> [Exercise directions]
Exactly and only the lines from the one containing "Would you mind marking the rider's" through the close of the entries below are to be set down.

> [Material to process]
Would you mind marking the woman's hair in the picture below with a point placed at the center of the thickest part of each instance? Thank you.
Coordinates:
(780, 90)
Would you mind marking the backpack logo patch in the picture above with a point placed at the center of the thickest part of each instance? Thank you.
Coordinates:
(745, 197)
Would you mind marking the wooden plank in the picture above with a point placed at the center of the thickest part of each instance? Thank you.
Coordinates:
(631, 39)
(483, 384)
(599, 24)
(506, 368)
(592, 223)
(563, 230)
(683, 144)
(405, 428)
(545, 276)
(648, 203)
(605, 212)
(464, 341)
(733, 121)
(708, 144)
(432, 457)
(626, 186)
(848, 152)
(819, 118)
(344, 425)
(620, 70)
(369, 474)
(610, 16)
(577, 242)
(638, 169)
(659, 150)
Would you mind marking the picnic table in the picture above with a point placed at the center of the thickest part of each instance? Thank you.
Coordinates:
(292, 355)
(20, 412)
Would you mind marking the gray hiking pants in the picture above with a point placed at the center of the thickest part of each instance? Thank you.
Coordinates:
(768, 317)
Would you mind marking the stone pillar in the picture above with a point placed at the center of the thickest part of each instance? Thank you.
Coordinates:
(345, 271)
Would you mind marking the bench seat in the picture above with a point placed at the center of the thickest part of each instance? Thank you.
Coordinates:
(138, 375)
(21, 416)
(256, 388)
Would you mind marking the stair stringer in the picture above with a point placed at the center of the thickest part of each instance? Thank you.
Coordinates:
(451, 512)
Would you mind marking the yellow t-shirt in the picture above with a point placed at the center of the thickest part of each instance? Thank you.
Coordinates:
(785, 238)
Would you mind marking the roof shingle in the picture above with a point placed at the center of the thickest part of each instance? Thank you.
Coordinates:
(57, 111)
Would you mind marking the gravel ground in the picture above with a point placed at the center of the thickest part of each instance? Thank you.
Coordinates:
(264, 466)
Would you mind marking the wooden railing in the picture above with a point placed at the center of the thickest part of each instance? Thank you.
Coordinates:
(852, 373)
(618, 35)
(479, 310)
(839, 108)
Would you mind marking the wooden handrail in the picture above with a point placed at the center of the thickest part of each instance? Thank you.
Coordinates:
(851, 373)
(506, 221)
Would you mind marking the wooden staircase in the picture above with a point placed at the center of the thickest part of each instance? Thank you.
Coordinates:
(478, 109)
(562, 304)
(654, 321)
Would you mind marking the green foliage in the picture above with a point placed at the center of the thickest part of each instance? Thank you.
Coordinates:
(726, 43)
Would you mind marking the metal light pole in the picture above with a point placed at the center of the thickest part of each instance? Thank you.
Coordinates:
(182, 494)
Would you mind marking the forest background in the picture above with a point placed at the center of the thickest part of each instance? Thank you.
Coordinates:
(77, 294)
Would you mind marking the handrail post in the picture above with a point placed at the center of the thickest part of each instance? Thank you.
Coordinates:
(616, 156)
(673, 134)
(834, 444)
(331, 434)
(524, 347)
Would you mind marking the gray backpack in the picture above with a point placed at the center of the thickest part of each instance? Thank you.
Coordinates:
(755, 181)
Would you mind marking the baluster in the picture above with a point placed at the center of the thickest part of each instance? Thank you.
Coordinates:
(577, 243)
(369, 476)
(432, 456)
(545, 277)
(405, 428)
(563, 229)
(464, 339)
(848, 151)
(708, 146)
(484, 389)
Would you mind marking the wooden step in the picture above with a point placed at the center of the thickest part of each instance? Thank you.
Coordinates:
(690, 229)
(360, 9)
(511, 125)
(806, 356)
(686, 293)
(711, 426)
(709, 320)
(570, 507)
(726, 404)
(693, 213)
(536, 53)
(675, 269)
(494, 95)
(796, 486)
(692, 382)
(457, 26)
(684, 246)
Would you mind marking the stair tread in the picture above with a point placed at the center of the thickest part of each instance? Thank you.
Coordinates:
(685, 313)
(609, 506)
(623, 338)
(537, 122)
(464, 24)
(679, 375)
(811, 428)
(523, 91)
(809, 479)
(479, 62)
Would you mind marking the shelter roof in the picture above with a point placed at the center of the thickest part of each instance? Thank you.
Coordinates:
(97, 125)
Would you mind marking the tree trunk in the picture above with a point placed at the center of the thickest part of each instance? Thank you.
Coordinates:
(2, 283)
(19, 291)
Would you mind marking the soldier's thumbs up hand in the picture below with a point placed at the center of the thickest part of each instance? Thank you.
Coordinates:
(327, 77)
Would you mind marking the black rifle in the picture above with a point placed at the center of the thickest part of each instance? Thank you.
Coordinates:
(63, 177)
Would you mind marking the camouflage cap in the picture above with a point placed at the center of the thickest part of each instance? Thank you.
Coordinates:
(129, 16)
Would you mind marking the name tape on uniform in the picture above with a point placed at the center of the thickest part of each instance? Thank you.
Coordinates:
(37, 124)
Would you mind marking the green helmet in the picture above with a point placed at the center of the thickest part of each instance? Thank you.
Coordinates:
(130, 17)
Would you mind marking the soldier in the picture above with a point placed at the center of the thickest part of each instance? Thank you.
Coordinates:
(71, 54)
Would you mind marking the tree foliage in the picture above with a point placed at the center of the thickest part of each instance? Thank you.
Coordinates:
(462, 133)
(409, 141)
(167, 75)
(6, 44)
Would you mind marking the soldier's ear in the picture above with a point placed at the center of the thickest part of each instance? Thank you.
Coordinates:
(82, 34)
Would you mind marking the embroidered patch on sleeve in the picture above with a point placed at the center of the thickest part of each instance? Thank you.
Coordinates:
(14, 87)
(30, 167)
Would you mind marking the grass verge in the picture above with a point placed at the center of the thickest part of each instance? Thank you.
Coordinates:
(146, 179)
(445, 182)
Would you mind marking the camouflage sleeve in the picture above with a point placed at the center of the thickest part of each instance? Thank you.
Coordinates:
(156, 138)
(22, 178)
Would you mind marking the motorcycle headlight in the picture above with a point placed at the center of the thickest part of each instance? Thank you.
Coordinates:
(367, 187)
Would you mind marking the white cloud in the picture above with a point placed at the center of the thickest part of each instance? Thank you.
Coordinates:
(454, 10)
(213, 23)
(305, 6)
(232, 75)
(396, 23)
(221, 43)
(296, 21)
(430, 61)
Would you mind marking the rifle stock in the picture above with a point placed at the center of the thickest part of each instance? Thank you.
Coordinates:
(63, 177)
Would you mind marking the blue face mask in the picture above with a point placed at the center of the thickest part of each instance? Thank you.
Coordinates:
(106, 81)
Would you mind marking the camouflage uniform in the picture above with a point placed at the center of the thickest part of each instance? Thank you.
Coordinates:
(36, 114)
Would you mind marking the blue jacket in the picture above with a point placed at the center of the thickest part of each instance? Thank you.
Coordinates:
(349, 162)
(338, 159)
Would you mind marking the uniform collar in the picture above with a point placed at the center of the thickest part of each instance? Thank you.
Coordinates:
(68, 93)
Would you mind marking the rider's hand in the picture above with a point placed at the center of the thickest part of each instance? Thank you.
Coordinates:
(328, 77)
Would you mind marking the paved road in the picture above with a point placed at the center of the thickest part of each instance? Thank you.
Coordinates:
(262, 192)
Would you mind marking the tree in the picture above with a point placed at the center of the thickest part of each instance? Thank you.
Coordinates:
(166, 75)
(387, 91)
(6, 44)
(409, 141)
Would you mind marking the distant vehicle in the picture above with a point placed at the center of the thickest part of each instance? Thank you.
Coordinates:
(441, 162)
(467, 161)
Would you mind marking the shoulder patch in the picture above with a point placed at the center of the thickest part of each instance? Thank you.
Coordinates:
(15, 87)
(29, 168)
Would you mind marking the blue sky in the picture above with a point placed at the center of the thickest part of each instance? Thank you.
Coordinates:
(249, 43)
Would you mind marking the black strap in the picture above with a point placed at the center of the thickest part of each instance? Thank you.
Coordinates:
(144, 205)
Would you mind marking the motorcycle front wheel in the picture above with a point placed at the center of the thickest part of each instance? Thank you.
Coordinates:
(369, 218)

> [Full output]
Would you mind marking the rider's hand in the picture above with a point placed at the center of the thickest part of each instance? Thank you.
Coordinates:
(328, 77)
Would you mind marking the paved road in the picture above with a point placed at the center of the thickest part of each instance? Thank you.
Coordinates:
(262, 192)
Would you mind marking the tree in the picture above with a point placed at the center of the thickest part of each instance? Thank you.
Coordinates:
(166, 75)
(387, 91)
(6, 44)
(409, 141)
Would you mind marking the distant vehicle in the picture above with a point placed at the center of the thickest part of each instance? Thank you.
Coordinates:
(441, 162)
(467, 161)
Would you mind marking the shoulder patch in the picture above with a point placed at the center of the thickest part of each instance? Thank you.
Coordinates:
(15, 87)
(29, 168)
Would you mind marking the blue sky in the picture above with a point placed at the center of the thickest part of each instance? Thank you.
Coordinates:
(249, 43)
Would you mind marking the black strap in the picture above with a point placed at the center of the thickest part of each instance? Thank you.
Coordinates:
(144, 205)
Would you mind marking the motorcycle front wheel in the picture above with a point placed at the center of the thickest part of each instance? Thank you.
Coordinates:
(369, 218)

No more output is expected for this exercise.